## Records for the exercise
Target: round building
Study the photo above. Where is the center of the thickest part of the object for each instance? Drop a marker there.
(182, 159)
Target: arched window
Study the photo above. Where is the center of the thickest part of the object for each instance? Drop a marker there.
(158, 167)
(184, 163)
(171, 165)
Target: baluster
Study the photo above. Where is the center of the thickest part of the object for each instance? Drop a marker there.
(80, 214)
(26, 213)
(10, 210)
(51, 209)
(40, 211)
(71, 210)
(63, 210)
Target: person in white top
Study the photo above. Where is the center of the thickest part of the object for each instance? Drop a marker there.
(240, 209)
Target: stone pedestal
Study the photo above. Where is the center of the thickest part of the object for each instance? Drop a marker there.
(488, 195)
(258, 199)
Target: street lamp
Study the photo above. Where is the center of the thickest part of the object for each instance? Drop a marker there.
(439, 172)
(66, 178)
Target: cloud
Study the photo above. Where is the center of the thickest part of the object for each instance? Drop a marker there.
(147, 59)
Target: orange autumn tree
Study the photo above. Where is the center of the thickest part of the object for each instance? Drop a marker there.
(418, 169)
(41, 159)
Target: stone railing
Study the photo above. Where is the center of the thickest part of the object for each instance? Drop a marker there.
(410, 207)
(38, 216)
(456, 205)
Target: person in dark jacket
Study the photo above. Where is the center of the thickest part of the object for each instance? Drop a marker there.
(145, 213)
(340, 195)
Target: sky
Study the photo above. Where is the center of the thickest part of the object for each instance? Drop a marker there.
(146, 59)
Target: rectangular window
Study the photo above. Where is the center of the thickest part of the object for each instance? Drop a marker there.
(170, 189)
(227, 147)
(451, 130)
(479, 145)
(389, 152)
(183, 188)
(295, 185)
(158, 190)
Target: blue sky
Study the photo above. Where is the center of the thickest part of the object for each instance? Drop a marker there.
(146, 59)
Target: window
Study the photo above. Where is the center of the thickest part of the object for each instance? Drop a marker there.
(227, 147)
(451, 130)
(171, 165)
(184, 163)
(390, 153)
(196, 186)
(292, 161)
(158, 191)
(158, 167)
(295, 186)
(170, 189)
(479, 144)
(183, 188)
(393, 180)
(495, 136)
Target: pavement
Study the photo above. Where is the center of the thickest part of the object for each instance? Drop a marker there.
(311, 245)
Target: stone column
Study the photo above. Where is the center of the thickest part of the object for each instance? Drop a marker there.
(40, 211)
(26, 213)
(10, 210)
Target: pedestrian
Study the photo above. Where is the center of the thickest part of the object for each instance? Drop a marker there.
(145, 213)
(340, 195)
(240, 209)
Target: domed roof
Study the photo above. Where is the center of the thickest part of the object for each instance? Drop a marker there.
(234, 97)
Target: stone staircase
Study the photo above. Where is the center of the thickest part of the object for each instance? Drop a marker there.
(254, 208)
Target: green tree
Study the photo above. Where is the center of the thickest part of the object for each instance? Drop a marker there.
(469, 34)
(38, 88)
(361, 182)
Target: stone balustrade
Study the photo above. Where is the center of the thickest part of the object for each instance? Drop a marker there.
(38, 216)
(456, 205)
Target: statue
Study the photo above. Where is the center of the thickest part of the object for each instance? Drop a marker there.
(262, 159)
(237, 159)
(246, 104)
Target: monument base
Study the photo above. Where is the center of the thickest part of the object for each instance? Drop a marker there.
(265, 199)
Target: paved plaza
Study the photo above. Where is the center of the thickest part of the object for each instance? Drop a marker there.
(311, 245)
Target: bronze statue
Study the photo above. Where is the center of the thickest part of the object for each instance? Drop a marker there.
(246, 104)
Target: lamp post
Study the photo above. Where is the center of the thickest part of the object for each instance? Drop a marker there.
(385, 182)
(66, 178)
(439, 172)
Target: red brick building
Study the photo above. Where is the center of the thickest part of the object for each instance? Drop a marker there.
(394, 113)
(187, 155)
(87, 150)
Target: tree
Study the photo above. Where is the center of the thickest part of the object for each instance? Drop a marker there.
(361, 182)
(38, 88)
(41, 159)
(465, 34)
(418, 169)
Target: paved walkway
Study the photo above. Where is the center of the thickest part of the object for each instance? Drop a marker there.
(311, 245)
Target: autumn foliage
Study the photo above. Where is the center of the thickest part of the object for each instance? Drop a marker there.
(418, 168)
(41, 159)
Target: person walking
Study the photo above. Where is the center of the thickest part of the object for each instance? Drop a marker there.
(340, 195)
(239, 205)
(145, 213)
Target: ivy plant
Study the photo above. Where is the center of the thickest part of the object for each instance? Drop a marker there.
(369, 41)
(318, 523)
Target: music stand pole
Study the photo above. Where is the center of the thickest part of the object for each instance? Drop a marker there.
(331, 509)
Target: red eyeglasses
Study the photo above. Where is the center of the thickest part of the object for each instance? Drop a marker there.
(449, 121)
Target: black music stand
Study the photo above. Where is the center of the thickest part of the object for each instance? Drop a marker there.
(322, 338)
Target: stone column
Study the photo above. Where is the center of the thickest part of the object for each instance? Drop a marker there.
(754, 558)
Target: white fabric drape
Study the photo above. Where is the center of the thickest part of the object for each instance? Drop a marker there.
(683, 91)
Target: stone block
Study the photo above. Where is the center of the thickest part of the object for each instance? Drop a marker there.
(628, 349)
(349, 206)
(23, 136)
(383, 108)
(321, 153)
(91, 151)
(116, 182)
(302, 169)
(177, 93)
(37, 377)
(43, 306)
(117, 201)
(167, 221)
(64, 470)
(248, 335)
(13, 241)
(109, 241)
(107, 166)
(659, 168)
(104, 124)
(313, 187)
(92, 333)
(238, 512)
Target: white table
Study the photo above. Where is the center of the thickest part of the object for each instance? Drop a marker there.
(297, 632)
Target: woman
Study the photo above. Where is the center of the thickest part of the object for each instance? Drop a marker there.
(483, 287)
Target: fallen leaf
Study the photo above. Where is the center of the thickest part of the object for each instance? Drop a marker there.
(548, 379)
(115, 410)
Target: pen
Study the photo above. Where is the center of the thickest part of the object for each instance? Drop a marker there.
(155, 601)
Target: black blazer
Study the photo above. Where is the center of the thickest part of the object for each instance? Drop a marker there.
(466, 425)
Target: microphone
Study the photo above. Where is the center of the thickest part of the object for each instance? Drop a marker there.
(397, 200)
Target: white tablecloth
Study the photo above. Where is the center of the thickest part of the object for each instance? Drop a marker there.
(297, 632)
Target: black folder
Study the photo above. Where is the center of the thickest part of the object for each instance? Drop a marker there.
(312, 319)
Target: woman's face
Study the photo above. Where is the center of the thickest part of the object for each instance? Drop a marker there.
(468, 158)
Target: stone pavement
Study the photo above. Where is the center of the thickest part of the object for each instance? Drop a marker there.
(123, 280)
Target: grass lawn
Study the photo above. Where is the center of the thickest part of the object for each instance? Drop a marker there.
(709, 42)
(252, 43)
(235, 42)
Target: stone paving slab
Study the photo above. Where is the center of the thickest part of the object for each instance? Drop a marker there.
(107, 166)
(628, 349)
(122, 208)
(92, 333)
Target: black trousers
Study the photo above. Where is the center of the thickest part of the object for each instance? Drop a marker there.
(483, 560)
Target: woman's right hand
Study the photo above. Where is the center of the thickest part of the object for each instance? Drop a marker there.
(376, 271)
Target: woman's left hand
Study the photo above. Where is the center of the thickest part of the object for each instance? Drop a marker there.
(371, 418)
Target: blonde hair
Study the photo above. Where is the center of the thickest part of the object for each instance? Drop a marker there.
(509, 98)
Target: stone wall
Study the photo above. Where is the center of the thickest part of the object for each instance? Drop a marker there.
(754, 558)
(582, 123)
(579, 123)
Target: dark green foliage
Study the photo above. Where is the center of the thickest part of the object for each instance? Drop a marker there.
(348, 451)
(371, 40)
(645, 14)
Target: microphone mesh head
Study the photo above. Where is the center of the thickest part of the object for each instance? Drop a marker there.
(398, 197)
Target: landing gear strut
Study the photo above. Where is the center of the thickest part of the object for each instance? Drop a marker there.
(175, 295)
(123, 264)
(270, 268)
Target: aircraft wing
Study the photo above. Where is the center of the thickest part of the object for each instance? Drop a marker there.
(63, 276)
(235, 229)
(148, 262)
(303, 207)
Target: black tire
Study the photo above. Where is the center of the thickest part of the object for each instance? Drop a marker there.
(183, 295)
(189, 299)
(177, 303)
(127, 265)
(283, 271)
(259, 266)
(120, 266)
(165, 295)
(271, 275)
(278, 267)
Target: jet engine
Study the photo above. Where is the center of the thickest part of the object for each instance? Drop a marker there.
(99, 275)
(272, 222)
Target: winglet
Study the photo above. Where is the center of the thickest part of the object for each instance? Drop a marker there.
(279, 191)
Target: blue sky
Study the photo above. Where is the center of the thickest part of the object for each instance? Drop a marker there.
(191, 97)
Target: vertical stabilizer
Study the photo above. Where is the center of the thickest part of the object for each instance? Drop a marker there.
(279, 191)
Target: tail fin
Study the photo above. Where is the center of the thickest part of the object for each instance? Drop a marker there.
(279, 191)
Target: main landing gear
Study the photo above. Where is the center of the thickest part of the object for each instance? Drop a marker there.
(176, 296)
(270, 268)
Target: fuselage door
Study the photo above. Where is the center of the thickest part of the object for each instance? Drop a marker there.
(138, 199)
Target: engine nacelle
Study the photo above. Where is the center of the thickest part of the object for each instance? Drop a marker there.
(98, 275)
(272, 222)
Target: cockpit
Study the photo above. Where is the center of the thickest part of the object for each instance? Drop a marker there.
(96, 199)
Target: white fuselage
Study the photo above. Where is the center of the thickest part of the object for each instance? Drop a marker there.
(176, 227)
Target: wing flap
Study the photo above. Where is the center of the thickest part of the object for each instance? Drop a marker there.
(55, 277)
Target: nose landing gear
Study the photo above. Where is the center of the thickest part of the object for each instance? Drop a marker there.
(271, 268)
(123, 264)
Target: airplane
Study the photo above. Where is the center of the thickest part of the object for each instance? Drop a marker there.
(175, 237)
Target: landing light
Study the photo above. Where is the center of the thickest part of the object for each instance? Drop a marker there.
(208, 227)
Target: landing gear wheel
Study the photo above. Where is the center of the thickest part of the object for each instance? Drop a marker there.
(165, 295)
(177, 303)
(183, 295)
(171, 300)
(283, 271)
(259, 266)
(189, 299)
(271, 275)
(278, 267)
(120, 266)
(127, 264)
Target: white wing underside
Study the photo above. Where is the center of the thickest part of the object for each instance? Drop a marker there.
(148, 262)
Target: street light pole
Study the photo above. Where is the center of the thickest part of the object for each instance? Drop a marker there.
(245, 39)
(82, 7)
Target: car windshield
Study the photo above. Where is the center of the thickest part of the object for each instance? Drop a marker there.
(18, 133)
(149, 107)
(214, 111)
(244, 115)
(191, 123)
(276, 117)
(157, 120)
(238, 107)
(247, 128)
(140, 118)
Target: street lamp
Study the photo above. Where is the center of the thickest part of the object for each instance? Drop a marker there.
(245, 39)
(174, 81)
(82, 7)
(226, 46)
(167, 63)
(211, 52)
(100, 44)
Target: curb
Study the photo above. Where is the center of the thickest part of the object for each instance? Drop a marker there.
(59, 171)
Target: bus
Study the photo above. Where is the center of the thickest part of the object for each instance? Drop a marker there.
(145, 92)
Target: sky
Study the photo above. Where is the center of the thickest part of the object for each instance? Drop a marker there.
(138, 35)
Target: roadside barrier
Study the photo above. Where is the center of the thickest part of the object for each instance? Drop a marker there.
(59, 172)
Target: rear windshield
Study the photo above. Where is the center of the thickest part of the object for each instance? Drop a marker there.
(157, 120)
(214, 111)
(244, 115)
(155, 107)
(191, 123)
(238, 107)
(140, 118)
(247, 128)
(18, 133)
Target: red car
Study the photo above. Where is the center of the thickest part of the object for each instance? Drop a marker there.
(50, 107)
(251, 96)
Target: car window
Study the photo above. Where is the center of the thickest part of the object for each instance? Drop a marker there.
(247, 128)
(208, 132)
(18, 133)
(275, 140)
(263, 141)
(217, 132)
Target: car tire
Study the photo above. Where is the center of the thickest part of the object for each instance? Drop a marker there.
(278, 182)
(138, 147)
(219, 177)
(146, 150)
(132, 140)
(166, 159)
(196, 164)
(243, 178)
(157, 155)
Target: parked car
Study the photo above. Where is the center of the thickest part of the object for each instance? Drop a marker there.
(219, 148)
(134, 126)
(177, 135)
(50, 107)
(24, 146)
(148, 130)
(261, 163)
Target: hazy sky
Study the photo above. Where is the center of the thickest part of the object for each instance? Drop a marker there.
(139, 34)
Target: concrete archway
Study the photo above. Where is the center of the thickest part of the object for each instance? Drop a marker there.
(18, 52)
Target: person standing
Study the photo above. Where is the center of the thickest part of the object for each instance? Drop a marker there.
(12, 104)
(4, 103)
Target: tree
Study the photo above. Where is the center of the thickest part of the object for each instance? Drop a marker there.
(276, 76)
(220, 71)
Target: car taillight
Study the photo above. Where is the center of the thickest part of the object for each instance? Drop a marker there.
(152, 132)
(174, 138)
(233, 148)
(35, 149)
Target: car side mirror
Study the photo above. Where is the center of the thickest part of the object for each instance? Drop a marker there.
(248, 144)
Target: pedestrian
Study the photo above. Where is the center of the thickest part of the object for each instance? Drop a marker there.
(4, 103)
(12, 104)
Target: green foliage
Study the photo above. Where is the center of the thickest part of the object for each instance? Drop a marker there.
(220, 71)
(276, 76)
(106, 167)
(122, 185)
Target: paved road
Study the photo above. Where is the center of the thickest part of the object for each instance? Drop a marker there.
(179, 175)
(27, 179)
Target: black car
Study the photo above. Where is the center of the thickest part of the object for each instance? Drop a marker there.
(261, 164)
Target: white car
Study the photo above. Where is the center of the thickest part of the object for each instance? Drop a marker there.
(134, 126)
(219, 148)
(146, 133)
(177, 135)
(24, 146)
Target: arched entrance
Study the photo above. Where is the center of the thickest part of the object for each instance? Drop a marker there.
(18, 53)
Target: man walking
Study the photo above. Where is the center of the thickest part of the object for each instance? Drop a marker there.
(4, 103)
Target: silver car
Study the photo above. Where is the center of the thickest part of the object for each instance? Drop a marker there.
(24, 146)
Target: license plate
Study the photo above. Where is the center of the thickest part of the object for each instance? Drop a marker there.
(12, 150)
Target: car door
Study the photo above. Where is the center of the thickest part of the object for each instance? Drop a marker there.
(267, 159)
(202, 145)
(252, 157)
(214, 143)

## Exercise
Everything above from the line containing "Target: cloud" down to the line containing "Target: orange autumn tree" is to be transcribed exactly, with both of those lines included and nothing else added.

## Your solution
Target: cloud
Study the photo above. Where is the center of the thickest part of the object for each instance? Drop a marker there.
(147, 59)
Target: orange autumn tree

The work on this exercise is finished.